→ Source

Until now, this chapter has considered the official, standard ways of parsing and working with XML documents: DOM is a standard of the W3C, and SAX is a de facto standard by virtue of its nearly universal adoption. Both SAX and DOM were designed to be programming language-independent APIs, however. This generality means they can't take full advantage of the features of the Java language and platform, however. As I write this chapter, there is a new (still in beta release) but promising API targeted directly at Java programmers. As its name implies, JDOM is an XML document object model for Java. Like the DOM API, it creates a parse tree to represent an XML document. Unlike the DOM, however, the API is designed from the ground up for Java and is significantly easier to use than the DOM. JDOM is an open-source project initiated by Brett McLaughlin and Jason Hunter, who are the authors of the O'Reilly books Java and XML and Java Servlet Programming, respectively.

Example 19.6 shows how the JDOM API can be used to parse an XML document, to extract information from the resulting parse tree, to create new element nodes and add them to the parse tree, and, finally, to output the modified tree as an XML document. Compare this code to Example 19.3; the examples perform exactly the same task, but as you'll see, using the JDOM API makes the code simpler and cleaner. You should also notice that JDOM has its own built-in XMLOutputter class, obviating the need for the XMLDocumentWriter shown in Example 19.4.

→ Data supplied

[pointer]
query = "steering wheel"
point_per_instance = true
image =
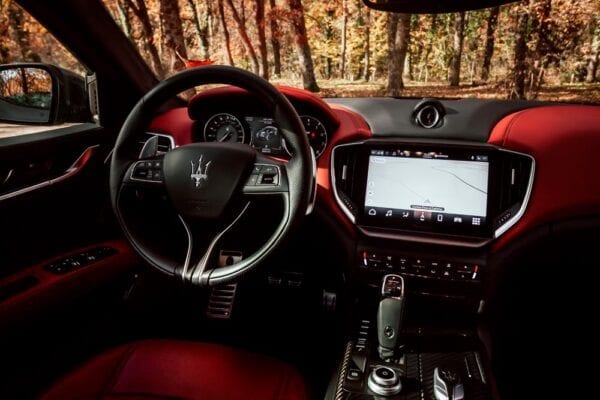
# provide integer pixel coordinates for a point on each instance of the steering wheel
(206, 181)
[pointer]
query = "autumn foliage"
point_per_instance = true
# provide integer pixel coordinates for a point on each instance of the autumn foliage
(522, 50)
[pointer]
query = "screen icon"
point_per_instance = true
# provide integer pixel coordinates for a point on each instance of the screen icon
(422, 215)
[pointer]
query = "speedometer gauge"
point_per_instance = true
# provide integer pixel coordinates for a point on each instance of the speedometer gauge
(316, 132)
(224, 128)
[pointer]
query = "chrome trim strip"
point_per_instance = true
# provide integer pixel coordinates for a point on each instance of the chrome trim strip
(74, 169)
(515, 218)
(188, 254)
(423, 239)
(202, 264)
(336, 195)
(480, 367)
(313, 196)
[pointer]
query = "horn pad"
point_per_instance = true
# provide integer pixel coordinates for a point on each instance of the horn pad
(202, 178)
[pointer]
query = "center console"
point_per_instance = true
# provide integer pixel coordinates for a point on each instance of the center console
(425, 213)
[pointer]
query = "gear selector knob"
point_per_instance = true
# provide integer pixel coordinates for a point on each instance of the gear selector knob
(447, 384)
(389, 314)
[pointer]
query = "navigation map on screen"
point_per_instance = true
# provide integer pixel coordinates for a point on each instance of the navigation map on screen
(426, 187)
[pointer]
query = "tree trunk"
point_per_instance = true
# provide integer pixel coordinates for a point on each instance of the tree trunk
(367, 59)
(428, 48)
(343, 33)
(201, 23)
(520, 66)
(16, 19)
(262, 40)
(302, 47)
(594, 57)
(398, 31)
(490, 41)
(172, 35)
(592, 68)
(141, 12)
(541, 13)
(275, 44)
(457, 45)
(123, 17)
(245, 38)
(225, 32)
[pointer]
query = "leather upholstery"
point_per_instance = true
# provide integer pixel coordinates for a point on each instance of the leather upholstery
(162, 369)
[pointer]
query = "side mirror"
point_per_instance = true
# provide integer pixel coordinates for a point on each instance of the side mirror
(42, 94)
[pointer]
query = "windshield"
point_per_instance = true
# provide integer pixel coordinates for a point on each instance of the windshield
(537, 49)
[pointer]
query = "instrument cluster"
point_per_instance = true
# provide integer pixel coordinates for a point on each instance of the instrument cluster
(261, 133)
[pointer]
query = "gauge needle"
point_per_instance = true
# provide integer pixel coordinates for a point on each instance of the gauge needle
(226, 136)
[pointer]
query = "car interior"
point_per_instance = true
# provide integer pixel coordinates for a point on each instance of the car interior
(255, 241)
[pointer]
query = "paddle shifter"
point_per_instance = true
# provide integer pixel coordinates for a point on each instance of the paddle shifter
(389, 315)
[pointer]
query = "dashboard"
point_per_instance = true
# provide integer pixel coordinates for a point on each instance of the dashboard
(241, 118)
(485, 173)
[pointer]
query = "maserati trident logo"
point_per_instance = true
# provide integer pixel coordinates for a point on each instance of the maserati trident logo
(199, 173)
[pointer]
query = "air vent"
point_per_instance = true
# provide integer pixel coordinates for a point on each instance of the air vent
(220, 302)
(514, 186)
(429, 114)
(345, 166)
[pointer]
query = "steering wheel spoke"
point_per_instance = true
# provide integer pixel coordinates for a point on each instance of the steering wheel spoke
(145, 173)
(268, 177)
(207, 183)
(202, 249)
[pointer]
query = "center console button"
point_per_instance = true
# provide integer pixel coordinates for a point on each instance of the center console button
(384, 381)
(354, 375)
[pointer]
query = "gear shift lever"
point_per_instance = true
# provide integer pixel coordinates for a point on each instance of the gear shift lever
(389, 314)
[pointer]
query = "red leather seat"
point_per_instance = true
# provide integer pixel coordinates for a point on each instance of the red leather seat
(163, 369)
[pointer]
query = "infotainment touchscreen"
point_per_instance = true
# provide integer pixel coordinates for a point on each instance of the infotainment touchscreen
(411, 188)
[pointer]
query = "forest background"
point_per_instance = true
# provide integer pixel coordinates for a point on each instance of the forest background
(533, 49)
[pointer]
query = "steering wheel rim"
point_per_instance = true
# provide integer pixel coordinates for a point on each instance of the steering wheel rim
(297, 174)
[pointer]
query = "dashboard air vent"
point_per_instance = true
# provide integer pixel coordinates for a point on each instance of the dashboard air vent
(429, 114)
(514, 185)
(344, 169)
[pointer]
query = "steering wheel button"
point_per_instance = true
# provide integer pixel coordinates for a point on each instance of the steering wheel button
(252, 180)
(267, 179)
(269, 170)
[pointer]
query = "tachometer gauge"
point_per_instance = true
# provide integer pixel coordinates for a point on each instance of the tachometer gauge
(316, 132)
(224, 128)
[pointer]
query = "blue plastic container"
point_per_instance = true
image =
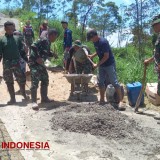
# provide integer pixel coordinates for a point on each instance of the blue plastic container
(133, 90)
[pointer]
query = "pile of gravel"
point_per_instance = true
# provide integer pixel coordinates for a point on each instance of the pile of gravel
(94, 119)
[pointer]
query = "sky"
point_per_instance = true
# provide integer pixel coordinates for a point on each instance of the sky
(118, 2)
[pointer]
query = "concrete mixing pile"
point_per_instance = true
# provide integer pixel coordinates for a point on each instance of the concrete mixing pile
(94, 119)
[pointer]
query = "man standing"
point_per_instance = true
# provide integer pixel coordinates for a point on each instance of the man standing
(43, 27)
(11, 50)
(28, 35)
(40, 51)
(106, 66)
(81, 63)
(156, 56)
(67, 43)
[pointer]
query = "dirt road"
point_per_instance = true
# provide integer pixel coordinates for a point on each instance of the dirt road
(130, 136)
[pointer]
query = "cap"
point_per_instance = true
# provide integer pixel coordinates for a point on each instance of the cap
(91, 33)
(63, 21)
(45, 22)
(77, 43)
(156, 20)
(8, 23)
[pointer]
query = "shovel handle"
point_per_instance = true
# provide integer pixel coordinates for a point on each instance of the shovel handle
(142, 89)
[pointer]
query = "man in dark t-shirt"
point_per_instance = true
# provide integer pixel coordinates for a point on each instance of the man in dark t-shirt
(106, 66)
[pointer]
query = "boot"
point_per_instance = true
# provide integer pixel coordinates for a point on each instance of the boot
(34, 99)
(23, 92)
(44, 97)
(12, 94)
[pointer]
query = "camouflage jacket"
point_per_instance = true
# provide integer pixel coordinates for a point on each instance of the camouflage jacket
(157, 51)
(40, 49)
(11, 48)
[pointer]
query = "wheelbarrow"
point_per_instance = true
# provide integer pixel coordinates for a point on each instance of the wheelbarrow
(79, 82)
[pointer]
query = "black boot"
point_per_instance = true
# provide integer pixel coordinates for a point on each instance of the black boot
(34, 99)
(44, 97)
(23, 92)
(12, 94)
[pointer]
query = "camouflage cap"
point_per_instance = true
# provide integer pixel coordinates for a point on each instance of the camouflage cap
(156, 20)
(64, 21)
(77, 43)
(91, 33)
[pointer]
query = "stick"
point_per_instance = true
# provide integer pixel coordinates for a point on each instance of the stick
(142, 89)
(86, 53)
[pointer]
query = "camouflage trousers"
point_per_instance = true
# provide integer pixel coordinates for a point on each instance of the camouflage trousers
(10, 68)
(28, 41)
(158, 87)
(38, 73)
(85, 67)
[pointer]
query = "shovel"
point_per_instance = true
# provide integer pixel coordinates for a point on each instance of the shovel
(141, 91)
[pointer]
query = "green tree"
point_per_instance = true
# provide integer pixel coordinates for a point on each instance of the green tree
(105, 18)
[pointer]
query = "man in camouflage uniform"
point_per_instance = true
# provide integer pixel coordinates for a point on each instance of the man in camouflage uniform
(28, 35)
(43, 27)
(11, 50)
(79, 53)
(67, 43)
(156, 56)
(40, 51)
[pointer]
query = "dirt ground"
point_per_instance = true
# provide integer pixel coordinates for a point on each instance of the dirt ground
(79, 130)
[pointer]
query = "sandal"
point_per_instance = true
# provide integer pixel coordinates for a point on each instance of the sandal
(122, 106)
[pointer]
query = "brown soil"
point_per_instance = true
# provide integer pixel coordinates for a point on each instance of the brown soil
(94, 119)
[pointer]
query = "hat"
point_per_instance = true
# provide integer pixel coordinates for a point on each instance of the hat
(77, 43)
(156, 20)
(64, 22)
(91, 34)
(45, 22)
...
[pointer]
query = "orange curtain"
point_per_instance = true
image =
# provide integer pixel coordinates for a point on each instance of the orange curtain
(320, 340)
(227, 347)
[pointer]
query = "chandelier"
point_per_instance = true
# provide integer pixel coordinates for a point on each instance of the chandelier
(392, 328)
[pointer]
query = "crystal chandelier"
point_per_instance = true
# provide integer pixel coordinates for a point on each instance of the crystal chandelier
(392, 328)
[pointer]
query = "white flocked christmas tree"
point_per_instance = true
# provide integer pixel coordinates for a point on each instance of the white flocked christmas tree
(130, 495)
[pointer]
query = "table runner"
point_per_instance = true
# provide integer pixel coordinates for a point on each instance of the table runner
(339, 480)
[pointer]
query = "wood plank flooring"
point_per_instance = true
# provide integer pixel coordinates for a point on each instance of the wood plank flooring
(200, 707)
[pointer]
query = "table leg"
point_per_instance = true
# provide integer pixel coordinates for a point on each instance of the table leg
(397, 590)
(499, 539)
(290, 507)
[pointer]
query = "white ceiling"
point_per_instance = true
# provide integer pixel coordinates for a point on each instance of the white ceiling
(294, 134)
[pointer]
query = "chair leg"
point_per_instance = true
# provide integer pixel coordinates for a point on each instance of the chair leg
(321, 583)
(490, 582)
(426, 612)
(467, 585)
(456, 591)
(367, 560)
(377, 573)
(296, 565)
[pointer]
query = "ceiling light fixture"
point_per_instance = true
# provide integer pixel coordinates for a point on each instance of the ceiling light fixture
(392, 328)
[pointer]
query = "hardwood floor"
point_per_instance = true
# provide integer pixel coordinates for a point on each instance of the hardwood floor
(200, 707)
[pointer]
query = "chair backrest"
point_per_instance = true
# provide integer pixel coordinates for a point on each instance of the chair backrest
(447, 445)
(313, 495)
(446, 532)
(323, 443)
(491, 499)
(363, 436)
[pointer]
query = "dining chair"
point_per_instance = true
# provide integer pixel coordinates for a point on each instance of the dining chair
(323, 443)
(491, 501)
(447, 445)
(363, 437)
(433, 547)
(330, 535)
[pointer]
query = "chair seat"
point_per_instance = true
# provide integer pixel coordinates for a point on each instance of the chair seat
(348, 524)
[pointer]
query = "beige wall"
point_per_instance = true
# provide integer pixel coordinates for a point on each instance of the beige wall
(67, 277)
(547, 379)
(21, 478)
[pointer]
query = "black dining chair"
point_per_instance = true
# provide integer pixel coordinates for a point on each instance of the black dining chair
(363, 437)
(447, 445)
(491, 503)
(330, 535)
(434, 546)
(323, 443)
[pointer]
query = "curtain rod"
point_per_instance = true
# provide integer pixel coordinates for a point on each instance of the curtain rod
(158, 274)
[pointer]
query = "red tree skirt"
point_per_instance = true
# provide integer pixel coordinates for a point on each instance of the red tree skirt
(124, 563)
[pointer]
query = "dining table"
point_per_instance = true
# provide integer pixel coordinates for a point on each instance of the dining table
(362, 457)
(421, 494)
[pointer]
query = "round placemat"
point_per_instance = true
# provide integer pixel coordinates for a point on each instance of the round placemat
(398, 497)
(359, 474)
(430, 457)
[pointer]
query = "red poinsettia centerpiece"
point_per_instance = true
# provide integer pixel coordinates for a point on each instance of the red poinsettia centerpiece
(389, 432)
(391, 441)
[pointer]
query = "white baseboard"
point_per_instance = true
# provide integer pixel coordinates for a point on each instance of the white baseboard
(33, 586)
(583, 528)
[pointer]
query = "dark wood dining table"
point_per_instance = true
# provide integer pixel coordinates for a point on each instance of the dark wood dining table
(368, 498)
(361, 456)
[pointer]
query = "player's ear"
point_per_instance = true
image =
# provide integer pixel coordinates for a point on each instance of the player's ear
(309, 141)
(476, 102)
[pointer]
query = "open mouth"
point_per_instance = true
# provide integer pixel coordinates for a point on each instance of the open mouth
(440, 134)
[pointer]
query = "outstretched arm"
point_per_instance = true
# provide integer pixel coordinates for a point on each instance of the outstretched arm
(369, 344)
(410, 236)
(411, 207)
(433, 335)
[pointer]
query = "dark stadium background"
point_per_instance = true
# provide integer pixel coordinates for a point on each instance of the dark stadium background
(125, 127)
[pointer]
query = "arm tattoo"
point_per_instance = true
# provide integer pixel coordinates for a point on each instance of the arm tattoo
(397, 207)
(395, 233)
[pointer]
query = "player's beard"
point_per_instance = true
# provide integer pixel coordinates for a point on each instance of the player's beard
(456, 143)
==
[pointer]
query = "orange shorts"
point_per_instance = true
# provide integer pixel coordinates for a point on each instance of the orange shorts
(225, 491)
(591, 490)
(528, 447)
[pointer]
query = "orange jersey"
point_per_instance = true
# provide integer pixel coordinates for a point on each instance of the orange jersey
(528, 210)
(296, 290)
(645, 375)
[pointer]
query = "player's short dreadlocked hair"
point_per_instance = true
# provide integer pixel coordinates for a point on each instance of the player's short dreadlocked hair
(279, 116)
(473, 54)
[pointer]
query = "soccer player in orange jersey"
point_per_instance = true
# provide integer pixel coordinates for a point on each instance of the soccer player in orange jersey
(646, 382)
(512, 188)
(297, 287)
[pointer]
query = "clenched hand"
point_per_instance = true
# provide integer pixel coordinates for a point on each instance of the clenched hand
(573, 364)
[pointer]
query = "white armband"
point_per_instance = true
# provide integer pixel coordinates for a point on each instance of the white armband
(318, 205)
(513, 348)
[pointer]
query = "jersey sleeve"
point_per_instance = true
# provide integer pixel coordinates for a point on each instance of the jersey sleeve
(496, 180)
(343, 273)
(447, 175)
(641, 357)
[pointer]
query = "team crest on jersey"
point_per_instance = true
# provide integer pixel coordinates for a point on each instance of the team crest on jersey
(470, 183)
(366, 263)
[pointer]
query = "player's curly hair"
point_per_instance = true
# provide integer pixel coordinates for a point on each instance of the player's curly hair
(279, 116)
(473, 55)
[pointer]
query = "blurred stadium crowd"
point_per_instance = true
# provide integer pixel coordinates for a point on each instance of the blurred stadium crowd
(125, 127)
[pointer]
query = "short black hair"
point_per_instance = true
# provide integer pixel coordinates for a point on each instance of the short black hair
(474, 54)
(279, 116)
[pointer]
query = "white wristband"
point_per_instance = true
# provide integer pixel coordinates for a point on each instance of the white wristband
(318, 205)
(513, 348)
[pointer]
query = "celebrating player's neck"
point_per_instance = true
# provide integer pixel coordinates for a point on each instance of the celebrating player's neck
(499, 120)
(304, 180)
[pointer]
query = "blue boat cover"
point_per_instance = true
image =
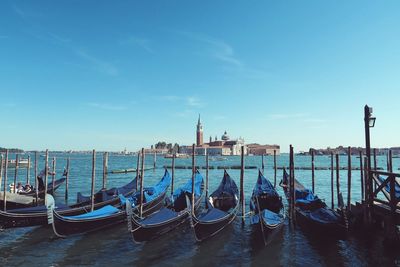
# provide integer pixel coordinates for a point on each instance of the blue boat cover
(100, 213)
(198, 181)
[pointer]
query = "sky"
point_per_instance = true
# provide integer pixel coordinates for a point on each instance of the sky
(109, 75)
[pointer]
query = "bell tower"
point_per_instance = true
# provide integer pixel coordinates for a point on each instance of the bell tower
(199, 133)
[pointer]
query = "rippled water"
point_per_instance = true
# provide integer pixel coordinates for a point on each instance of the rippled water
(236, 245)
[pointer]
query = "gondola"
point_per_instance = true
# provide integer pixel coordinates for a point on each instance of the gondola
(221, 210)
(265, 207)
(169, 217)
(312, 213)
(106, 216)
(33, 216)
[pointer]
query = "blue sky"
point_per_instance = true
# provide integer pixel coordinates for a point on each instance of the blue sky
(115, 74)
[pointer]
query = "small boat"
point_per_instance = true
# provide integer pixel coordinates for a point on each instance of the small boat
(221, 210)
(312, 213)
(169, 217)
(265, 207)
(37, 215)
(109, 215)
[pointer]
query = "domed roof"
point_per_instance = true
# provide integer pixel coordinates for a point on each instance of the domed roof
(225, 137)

→ Problems
- A) Extract every line of the entries that contains the word "skirt". Case counts.
- B) Carry on the JDOM text from where it stops.
The JDOM text has no connection to the entries.

→ Task responses
- A)
query = "red tree skirt"
# provide integer pixel coordinates for a point on each instance of the red tree skirt

- B)
Example 19.6: WebAppConfig2.java

package com.davidflanagan.examples.xml;
import java.io.*;
import java.util.*;
import org.jdom.*;
import org.jdom.input.SAXBuilder;
import org.jdom.output.XMLOutputter;

/**
 * This class is just like WebAppConfig, but it uses the JDOM (Beta 4) API
 * instead of the DOM and JAXP APIs
 **/
public class WebAppConfig2 {
    /** The main method creates and demonstrates a WebAppConfig2 object */
    public static void main(String[] args)
        throws IOException, JDOMException
    {
        // Create a new WebAppConfig object that represents the web.xml
        // file specified by the first command-line argument
        WebAppConfig2 config = new WebAppConfig2(new File(args[0]));

        // Query the tree for the class name associated with the servlet
        // name specified as the 2nd command-line argument
        System.out.println("Class for servlet " + args[1] + " is " +
                           config.getServletClass(args[1]));

        // Add a new servlet name-to-class mapping to the DOM tree
        config.addServlet("foo", "bar");

        // And write out an XML version of the DOM tree to standard out
        config.output(System.out);
    }

    /**
     * This field holds the parsed JDOM tree.  Note that this is a JDOM
     * Document, not a DOM Document.
     **/
    protected org.jdom.Document document;  

    /**
     * Read the specified File and parse it to create a JDOM tree
     **/
    public WebAppConfig2(File configfile) throws IOException, JDOMException {
        // JDOM can build JDOM trees from a variety of input sources.  One
        // of those input sources is a SAX parser.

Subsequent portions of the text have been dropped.